### What you are asked to do:
Turn every line of the records below into a numbered list, omitting blank lines and leaving the pictures out.

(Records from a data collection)
※
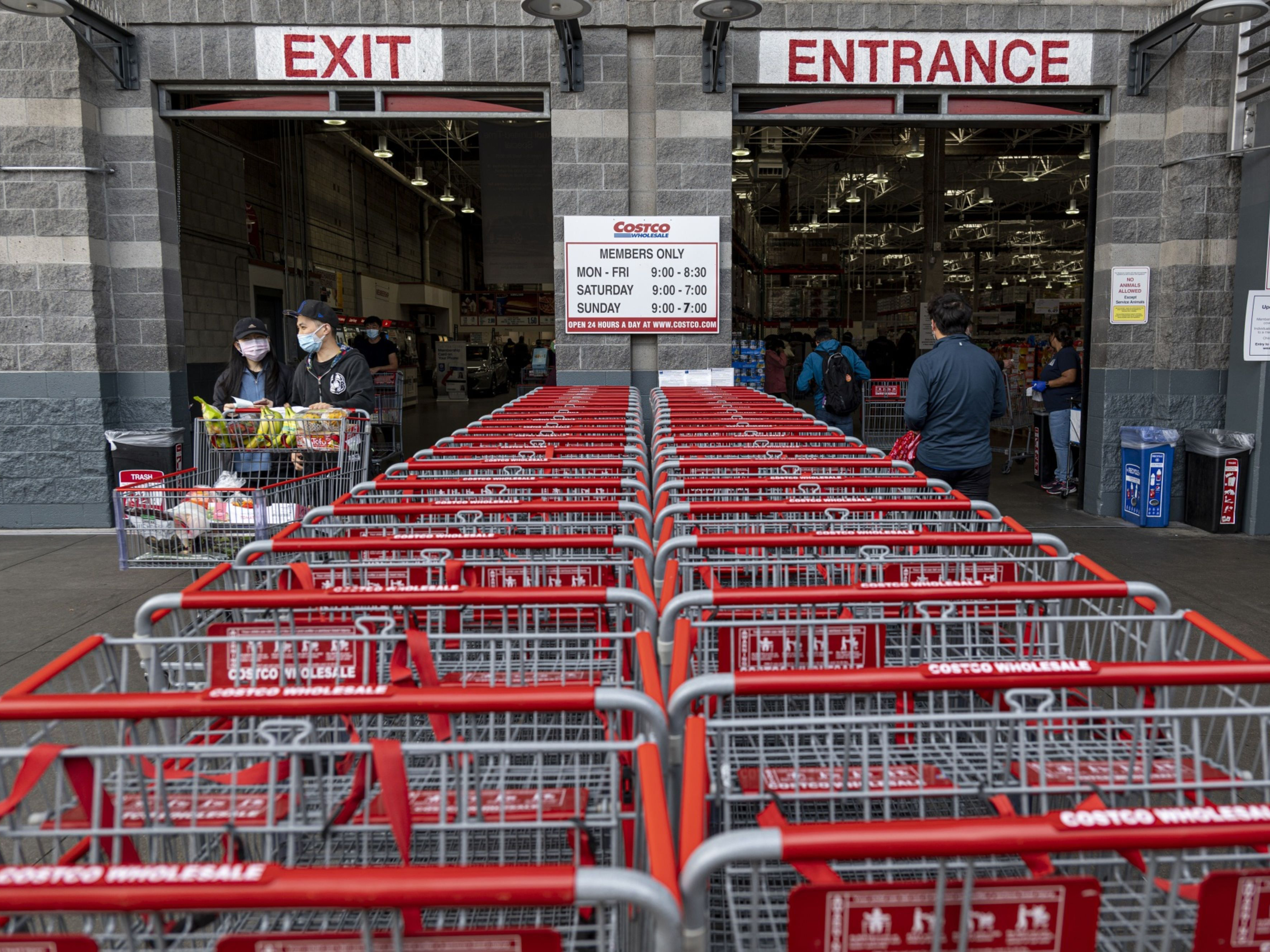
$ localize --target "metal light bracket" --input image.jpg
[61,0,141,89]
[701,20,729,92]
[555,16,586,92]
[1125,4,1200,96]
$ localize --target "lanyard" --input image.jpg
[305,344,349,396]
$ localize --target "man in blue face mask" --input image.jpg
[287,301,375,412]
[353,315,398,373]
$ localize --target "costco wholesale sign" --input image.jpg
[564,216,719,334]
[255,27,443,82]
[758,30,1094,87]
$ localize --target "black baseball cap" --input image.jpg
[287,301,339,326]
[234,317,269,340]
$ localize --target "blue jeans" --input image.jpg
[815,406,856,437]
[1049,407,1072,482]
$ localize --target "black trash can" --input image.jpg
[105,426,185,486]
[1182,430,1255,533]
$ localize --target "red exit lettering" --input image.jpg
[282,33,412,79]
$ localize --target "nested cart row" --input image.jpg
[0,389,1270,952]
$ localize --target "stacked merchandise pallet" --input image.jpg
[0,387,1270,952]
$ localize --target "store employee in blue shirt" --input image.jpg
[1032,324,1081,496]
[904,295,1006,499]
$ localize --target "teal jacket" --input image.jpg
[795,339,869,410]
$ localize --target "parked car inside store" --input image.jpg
※
### Answer to this task:
1. $ localize --target "metal light bracket" --input image.jpg
2. [61,0,141,89]
3. [701,20,729,92]
4. [555,16,586,92]
5. [1125,4,1200,96]
6. $ localize --target "lanyard" --input image.jpg
7. [305,344,349,396]
8. $ localize --target "man in blue face mask" --input image.jpg
9. [287,301,375,412]
10. [353,315,398,373]
11. $ localize --target "costco wholesale sign" --input image.jpg
12. [564,216,719,334]
13. [255,27,443,82]
14. [758,30,1094,87]
15. $ localize --target "black baseball cap" --input image.jpg
16. [287,301,339,326]
17. [234,317,269,340]
18. $ localize --target "blue jeans" --input image.jpg
19. [815,406,856,437]
20. [1049,407,1072,482]
21. $ localize --target "black trash can" --input image.jpg
22. [105,426,185,486]
23. [1182,430,1255,533]
24. $ localize --target "red exit lettering" --input image.jpg
25. [282,33,412,79]
26. $ localize --target "nested cart row" --input image.jpg
27. [0,389,1270,952]
28. $ localize --target "stacked merchandise pallet" --input image.jpg
29. [0,387,1270,952]
30. $ localize --target "store employee in blue shirt" --input image.jpg
31. [1032,324,1081,496]
32. [904,295,1006,499]
33. $ localize --target "teal jacket" --input image.jpg
34. [795,339,869,410]
35. $ localize --target "parked car inside store" --input image.jpg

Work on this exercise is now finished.